> **What you should do**: Copy out every one of the following lines word for word, with no changes.

------ Records shown ------

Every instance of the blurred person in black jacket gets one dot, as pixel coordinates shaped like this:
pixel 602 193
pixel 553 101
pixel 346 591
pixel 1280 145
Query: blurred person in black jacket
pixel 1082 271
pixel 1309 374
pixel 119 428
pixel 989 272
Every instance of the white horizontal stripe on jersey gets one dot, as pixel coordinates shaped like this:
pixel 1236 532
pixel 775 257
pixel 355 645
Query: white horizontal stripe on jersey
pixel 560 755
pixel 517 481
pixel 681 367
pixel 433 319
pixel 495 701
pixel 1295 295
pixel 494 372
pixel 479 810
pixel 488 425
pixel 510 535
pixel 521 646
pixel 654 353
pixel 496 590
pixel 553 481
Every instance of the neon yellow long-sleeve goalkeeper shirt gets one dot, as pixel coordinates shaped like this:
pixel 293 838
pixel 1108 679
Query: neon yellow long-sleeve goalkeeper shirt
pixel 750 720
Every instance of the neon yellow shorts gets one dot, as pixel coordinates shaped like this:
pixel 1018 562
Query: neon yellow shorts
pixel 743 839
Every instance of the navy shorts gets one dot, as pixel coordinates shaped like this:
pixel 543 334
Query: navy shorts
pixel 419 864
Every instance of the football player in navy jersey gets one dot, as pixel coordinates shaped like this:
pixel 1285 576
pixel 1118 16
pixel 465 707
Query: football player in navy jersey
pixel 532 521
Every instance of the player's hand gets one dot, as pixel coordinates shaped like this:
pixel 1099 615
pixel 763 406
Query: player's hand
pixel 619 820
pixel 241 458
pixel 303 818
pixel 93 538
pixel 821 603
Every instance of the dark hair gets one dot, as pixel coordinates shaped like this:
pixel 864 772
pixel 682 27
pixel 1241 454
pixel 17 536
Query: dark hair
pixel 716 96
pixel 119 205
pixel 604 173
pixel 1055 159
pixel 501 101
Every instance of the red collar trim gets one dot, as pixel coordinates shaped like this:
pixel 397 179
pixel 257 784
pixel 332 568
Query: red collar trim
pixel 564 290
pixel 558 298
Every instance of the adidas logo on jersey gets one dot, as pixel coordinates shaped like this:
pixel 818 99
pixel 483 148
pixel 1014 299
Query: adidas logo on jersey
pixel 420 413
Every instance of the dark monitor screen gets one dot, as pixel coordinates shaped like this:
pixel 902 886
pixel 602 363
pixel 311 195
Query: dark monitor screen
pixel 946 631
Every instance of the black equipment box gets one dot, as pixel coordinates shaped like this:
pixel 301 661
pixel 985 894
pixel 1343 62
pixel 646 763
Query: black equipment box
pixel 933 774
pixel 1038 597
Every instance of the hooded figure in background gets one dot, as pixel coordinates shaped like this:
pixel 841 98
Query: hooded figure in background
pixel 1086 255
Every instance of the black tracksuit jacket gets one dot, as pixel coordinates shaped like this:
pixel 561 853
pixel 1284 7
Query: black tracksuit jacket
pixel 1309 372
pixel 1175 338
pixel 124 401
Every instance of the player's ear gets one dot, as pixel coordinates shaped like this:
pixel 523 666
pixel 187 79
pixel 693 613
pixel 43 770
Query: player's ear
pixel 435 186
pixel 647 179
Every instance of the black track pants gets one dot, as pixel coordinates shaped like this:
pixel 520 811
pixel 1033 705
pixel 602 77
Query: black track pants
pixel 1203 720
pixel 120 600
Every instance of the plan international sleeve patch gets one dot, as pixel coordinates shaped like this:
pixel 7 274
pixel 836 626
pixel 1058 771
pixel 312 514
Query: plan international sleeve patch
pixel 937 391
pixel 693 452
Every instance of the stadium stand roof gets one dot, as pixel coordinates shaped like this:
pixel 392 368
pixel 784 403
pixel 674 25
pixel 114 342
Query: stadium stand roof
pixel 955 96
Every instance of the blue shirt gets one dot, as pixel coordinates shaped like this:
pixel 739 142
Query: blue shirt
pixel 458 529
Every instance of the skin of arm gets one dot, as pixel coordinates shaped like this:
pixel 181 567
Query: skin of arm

------

> **Expected answer**:
Every instance of the blurred person in black jacket gets one dot, as pixel coordinates shaped like this:
pixel 602 193
pixel 553 101
pixel 346 591
pixel 1280 145
Query: blurred person in black jacket
pixel 1082 271
pixel 1309 374
pixel 119 428
pixel 989 272
Every instance of the white horizontal stripe on jersey gets one dot, as pixel coordinates shaped like this:
pixel 1236 532
pixel 775 257
pixel 355 645
Query: white horizontal stripe on jersey
pixel 560 755
pixel 517 481
pixel 681 367
pixel 433 319
pixel 495 701
pixel 1295 295
pixel 494 372
pixel 479 810
pixel 488 425
pixel 510 535
pixel 521 646
pixel 654 353
pixel 496 590
pixel 553 481
Every instance of the neon yellow long-sleeve goalkeeper shirt gets one dot, as pixel coordinates shaped like this:
pixel 293 838
pixel 1108 679
Query: neon yellow long-sleeve goalkeeper shirt
pixel 750 720
Every instance of the neon yellow shorts gets one dot, as pixel coordinates shaped like this:
pixel 1018 562
Query: neon yellow shorts
pixel 743 839
Every instance of the navy shorts gets one dot, as pixel coordinates shaped like this:
pixel 543 334
Query: navy shorts
pixel 419 864
Every instance of the football player in navy jersey gets one dot, as pixel coordinates shaped like this:
pixel 1285 576
pixel 1118 16
pixel 465 707
Query: football player in navy jersey
pixel 532 521
Every instance of the player's hand gets one dot, as pixel coordinates shaped like this:
pixel 1099 615
pixel 763 406
Query: player's hand
pixel 619 820
pixel 241 458
pixel 303 818
pixel 93 538
pixel 821 603
Every instance of the dark hair gets one dot, as pixel coordinates shaped like this:
pixel 864 772
pixel 682 27
pixel 1241 454
pixel 17 536
Query: dark hair
pixel 716 96
pixel 119 205
pixel 604 173
pixel 1055 159
pixel 501 101
Every instance of the red collar trim gets one dot, as pixel coordinates shaped like this:
pixel 397 179
pixel 257 784
pixel 332 568
Query: red collar trim
pixel 564 290
pixel 558 298
Every instance of the adidas logo on jersey gets one dot, as pixel coordinates shaped like this:
pixel 818 99
pixel 483 148
pixel 1014 299
Query: adidas logo on jersey
pixel 420 413
Every instance of the dark monitor screen gets one dot, as pixel coordinates shaped like this:
pixel 902 886
pixel 602 363
pixel 311 195
Query: dark monitor screen
pixel 946 631
Every instance of the black equipment box gets one dot, as pixel coordinates shaped like this:
pixel 301 661
pixel 985 894
pixel 1343 62
pixel 646 763
Query: black equipment box
pixel 933 774
pixel 1038 597
Every instance of the hooded figure in background gets one dot, as pixel coordinates shaped like this:
pixel 841 98
Query: hooded figure in background
pixel 1086 255
Every instance of the black tracksuit jacket gets one dot, as pixel coordinates shaped like this:
pixel 561 853
pixel 1284 7
Query: black tracksuit jacket
pixel 1309 372
pixel 1175 338
pixel 124 401
Every instance of the player's ear gets one dot, as pixel coordinates shaped like this:
pixel 523 666
pixel 187 79
pixel 693 613
pixel 43 770
Query: player's ear
pixel 435 186
pixel 647 179
Every instance of the black track pants gets one dot, as pixel coordinates shaped like this:
pixel 520 811
pixel 1033 705
pixel 602 77
Query: black track pants
pixel 1203 720
pixel 120 600
Every instance of the plan international sleeve patch gets one dot, as pixel coordinates shaped like this:
pixel 7 274
pixel 836 626
pixel 1058 771
pixel 312 514
Query: plan international sleeve patch
pixel 937 391
pixel 693 452
Every instance of the stadium stand roof gets one dot, as pixel coordinates shaped like this:
pixel 392 368
pixel 784 403
pixel 674 25
pixel 114 342
Query: stadium stand roof
pixel 955 96
Every instance of the blue shirt gets one dot, as pixel coordinates shaped like this:
pixel 739 142
Query: blue shirt
pixel 458 529
Every instance of the skin of arm gets one dot, as pixel coordinates shaped like this:
pixel 181 567
Query: skin of arm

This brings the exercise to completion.